:: TEXT PASSAGE ::
***

American businessman

Thomas Jong Lee, commonly known as Tom Lee, is an American financial analyst, businessman, and contributor on CNBC.

== Early life and education ==
Lee was born in Westland, MI, the third child of four siblings of Korean immigrant parents. His father was a retired psychiatrist and his mother a homemaker turned Subway franchise owner.

Lee received his BS in Economics from the Wharton School at the University of Pennsylvania with concentrations in Finance and Accounting. At UPenn, he joined Delta Upsilon Fraternity. He is a CFA charterholder.

== Business career ==
Lee started his career in the early 1990s at Kidder, Peabody & Company then later at Salomon Smith Barney. In 1999, he joined J.P. Morgan Chase & Co as chief equity strategist.

While at J.P. Morgan, Lee's research attracted critics. In 2002, a publicly listed company Nextel was critical of Lee's research. This discord gained national media attention and was profiled in the November 22, 2002 Wall Street Journal article, Unhappy Firm Bites Back: Nextel Says, Analyze This.

***

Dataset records
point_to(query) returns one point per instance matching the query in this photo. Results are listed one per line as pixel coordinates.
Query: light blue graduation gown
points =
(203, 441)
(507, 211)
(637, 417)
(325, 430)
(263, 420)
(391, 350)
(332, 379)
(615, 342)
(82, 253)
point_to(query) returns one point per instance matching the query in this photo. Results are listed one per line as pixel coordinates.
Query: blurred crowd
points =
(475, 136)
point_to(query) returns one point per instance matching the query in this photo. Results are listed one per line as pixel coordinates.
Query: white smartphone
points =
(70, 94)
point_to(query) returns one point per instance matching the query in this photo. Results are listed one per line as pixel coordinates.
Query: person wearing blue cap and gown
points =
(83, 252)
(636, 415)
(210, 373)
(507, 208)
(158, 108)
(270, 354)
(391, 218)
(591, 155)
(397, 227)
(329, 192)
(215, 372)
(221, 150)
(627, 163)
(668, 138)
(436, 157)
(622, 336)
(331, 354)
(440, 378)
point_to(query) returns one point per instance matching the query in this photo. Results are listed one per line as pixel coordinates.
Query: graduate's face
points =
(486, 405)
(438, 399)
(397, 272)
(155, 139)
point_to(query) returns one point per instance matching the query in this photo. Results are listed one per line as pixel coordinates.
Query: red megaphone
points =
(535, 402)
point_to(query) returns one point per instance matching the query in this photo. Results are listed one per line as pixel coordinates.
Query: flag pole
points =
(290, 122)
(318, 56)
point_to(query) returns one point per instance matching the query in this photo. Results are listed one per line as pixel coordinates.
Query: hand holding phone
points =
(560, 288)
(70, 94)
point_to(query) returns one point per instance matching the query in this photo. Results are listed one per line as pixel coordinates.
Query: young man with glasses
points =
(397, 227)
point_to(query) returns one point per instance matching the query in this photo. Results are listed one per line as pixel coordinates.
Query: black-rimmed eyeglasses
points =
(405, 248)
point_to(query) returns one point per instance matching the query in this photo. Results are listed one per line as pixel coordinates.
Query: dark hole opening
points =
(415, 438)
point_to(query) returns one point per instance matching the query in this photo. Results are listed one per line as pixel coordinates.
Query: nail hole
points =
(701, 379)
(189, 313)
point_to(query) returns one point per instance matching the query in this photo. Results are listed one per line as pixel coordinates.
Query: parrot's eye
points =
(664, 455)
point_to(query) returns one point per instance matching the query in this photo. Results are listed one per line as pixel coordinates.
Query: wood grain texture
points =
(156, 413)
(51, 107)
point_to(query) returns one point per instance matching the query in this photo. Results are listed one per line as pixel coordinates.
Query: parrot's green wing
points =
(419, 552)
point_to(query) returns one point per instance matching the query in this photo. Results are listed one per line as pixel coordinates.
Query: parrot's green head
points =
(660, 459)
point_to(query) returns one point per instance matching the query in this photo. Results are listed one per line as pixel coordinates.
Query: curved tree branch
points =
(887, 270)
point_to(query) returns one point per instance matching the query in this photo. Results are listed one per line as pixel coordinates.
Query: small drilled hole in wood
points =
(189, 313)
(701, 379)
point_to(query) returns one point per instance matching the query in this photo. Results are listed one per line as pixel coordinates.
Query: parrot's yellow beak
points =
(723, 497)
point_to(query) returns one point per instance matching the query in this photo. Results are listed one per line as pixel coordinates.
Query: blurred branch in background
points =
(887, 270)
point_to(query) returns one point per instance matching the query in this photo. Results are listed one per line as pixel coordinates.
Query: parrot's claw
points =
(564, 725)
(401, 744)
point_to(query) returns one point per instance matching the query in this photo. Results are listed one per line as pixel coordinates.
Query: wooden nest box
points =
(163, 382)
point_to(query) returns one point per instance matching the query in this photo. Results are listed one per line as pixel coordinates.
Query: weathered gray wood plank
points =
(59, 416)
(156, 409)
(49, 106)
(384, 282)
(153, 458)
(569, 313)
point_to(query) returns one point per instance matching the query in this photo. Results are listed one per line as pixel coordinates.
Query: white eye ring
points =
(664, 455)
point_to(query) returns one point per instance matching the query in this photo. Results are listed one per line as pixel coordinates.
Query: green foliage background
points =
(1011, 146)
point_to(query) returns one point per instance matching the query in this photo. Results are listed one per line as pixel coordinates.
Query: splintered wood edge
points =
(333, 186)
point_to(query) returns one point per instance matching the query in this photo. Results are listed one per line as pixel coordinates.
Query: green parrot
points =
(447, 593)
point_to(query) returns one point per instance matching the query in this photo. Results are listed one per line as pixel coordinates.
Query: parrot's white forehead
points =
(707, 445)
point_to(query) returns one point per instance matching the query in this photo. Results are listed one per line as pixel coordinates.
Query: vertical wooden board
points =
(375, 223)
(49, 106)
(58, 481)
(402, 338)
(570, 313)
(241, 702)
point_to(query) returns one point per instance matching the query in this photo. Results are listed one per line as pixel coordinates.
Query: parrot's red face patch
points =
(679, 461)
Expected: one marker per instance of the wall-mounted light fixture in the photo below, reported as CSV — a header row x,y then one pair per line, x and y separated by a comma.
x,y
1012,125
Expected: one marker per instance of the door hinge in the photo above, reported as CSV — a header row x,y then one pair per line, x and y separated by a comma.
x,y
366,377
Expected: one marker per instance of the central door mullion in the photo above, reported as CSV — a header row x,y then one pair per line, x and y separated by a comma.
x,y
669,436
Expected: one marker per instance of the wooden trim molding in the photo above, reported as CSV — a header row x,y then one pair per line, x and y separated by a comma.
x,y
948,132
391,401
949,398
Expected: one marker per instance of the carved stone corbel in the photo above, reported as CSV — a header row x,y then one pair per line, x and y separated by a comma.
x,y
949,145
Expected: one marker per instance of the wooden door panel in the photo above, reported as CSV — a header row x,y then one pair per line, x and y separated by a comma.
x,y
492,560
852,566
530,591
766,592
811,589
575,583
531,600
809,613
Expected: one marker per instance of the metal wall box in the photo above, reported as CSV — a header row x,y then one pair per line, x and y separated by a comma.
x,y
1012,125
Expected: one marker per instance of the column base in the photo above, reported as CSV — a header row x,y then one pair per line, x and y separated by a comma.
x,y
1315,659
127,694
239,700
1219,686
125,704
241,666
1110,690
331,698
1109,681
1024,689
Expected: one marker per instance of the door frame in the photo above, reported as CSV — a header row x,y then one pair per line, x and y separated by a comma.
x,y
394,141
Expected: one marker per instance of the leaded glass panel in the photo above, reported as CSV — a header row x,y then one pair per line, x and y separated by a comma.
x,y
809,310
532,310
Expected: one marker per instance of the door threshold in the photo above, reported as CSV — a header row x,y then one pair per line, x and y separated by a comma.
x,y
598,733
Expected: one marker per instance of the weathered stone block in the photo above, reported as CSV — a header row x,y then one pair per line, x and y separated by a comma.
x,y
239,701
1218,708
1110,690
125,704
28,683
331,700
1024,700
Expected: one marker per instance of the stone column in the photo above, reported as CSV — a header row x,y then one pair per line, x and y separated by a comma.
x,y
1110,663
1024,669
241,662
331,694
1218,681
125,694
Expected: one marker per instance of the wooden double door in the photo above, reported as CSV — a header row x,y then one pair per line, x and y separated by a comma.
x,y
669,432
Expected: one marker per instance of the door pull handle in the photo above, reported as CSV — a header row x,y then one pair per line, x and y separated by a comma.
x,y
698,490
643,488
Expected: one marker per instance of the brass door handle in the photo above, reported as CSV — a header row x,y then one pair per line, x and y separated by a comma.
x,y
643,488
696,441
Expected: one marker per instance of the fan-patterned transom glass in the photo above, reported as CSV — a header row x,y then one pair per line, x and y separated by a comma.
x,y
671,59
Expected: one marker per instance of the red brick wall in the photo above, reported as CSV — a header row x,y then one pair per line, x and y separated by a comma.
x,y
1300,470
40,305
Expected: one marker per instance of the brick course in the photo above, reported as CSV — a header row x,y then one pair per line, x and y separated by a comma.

***

:: REQUIRED ACTION A ::
Print the stretch of the Tom Lee biography from "American businessman" through "Subway franchise owner.".
:: REQUIRED ACTION B ::
In the Tom Lee biography, recast the paragraph beginning "Lee started his career in the early 1990s" as a short list that keeps its main facts.
:: REQUIRED ACTION C ::
Pick up the Tom Lee biography after its last sentence and carry it forward.

:: EXPECTED ANSWER A ::
American businessman

Thomas Jong Lee, commonly known as Tom Lee, is an American financial analyst, businessman, and contributor on CNBC.

== Early life and education ==
Lee was born in Westland, MI, the third child of four siblings of Korean immigrant parents. His father was a retired psychiatrist and his mother a homemaker turned Subway franchise owner.

:: EXPECTED ANSWER B ::
- Early 1990s: began his career at Kidder, Peabody & Company
- Later: worked at Salomon Smith Barney
- 1999: joined J.P. Morgan Chase & Co as chief equity strategist

:: EXPECTED ANSWER C ::
In 2014, Lee left J.P Morgan to start his own research boutique advisory firm.. He is the first major Wall Street Strategist to provide formal research coverage of Bitcoin to his clients which was covered by the media at that time and he has appeared on CNBC, Fox Business, Bloomberg, Yahoo Finance, and CNN among others.

Lee's retweets from James Todaro in early August 2020 sparked controversy as highlighted by the September 9, 2020 CNN article, A New Front in Coronavirus Disinformation: Wall Street Research stating Lee's retweets of Todaro's tweets as alleged coronavirus misinformation.

In 2021, Lee was profiled by national media including the Wall Street Journal which featured Lee as the cover article, Thomas Lee Said 'Buy' as COVID-19 Caused Stock Market Meltdown based on the investor response to several high-profile investment calls he made in 2020.

On June 30, 2025, Lee became chairman of the board of directors of BitMine Immersion Technologies, Inc.